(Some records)
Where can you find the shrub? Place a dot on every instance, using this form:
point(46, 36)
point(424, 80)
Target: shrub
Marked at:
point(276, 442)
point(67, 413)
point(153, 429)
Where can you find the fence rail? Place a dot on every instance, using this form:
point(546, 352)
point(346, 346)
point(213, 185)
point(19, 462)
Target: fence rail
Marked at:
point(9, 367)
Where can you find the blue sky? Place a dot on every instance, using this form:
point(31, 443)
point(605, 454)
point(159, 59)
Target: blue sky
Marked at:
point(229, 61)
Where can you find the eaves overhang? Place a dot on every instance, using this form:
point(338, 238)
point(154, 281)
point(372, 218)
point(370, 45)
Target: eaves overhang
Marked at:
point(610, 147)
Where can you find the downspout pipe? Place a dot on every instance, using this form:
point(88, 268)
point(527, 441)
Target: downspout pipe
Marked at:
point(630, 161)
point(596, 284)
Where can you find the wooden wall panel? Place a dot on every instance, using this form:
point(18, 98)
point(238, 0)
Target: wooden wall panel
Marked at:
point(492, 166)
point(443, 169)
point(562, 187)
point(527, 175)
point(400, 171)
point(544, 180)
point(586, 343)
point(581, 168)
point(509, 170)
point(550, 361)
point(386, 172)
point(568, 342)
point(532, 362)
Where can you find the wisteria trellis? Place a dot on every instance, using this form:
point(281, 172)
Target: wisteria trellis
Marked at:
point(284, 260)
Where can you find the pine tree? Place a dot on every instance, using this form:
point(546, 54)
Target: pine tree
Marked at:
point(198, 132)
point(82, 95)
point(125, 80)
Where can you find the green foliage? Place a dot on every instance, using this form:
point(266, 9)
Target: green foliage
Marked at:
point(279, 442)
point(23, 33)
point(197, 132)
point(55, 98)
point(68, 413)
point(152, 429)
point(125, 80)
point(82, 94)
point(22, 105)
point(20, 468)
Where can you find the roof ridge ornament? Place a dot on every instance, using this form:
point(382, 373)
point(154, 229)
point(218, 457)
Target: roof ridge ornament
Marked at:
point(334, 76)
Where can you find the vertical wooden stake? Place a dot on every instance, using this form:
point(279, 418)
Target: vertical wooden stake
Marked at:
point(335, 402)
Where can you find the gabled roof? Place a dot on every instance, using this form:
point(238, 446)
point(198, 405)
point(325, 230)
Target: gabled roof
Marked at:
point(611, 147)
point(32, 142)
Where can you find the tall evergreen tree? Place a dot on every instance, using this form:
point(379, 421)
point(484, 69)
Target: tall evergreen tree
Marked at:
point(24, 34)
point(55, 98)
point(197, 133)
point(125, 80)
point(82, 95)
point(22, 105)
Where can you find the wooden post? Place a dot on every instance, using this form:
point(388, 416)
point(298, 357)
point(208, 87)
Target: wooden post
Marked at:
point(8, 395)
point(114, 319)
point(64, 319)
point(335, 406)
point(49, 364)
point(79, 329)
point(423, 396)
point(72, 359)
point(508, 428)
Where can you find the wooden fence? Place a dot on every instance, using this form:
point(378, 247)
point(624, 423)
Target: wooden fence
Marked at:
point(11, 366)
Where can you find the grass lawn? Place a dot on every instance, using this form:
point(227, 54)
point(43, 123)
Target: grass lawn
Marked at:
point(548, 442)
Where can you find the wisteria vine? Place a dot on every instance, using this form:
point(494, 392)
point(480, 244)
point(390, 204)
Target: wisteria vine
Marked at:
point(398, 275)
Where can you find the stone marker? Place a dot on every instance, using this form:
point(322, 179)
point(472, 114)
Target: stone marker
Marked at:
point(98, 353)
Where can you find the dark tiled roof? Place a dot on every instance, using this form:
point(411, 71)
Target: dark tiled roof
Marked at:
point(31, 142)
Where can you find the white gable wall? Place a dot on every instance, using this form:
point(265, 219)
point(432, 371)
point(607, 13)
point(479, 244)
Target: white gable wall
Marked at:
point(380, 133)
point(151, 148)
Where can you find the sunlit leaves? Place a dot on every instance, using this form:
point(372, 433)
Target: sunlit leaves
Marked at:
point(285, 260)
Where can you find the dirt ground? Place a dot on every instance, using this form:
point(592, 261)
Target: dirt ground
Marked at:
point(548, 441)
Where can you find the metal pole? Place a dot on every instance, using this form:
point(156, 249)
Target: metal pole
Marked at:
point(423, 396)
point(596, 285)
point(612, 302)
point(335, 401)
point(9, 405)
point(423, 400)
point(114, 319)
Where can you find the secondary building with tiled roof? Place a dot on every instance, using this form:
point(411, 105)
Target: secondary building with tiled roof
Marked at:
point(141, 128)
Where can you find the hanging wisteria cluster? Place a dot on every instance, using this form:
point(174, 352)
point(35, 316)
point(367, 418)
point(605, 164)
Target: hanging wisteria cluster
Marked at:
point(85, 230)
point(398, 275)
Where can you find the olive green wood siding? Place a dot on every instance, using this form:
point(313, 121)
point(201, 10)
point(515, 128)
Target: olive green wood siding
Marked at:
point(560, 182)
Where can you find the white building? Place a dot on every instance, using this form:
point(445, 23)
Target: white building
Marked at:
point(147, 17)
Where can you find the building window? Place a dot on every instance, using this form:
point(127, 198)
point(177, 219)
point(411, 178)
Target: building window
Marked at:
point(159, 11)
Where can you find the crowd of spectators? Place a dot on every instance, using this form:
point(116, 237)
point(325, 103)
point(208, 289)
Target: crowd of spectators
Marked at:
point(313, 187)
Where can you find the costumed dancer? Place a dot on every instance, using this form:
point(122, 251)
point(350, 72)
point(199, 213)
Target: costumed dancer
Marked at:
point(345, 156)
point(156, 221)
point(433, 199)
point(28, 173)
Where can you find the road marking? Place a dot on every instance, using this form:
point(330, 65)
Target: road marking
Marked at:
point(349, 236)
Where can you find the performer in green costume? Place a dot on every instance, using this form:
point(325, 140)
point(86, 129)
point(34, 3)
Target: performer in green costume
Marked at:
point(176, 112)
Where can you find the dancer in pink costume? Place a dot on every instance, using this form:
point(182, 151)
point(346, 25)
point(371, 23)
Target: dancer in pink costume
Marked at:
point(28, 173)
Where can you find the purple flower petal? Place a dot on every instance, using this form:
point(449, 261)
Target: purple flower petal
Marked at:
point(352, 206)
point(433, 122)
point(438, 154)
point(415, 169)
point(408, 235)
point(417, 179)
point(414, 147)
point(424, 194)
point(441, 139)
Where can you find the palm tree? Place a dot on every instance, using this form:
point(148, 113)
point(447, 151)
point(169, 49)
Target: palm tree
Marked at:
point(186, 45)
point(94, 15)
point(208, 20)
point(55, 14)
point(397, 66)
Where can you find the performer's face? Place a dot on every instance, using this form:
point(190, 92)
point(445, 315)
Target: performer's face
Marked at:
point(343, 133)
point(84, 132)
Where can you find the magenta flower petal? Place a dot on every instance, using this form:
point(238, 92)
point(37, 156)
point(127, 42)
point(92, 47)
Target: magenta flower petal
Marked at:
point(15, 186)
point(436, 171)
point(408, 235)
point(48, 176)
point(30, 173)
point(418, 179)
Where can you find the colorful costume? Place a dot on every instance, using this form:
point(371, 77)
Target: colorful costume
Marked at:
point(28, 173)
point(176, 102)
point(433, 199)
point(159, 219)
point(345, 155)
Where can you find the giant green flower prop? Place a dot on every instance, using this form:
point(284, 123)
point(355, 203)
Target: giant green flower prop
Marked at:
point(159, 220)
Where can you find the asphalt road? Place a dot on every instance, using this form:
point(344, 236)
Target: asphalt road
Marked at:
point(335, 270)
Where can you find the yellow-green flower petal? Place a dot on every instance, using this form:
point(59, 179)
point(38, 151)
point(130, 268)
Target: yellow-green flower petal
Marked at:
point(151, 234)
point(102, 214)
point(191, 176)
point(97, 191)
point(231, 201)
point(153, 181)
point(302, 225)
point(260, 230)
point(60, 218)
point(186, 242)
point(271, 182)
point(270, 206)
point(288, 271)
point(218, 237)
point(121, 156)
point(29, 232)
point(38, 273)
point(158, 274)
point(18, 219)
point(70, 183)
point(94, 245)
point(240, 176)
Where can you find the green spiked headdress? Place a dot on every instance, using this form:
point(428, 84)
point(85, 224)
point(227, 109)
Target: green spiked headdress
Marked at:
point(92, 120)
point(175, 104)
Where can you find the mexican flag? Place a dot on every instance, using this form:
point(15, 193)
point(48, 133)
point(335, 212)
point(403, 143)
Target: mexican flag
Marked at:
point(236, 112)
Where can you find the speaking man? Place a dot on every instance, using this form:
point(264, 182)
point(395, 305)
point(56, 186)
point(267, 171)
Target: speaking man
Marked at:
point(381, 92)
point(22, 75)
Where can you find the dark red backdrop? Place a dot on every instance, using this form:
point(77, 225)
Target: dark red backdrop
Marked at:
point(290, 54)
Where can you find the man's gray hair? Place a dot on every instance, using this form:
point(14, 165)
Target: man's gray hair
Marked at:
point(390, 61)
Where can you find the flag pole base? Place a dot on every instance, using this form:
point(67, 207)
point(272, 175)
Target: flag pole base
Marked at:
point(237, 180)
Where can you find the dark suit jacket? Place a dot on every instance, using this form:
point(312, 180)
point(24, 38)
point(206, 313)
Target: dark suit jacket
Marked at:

Given request:
Copy the data again, beginning at the line that contains "Where can you find the giant" and stopping after the line that contains "point(159, 220)". Shift each coordinate in the marked answers by adding 3 to it.

Solution for this problem:
Where can you find the giant green flower prop? Place a dot on every instance, using this form:
point(284, 123)
point(355, 203)
Target: giant green flower prop
Marked at:
point(162, 223)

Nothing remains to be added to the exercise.